*What needs to be done*
Each record below should be written out again exactly as given.
Exercise inputs: Begin
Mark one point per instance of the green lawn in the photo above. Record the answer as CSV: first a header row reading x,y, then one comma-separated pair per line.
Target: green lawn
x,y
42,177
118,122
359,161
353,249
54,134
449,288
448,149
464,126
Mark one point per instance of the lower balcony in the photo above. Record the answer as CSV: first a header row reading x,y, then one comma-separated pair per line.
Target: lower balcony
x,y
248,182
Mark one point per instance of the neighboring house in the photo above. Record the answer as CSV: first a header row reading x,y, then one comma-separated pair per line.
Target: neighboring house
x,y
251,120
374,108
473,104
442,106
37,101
Exercise inputs: End
*Your solution*
Mark one point per instance of the green lawn in the photo above. Record the answer as CSV: first a header row reading x,y, then one comma-separated pair per line.
Target: green lawn
x,y
42,177
118,122
359,161
353,249
54,134
449,288
448,149
464,126
Mark one point per instance of the lower balcony in the photo above. Record the answer as CSV: first a header row reading x,y, then one comma-separated pair per line.
Target: lower balcony
x,y
248,182
Mark one point per instance of the neighboring house in the photo above. Record the answer as CSV: first a header row reading x,y, then one comma-separated pair per line.
Target: neighboring house
x,y
251,120
374,108
473,104
442,106
37,101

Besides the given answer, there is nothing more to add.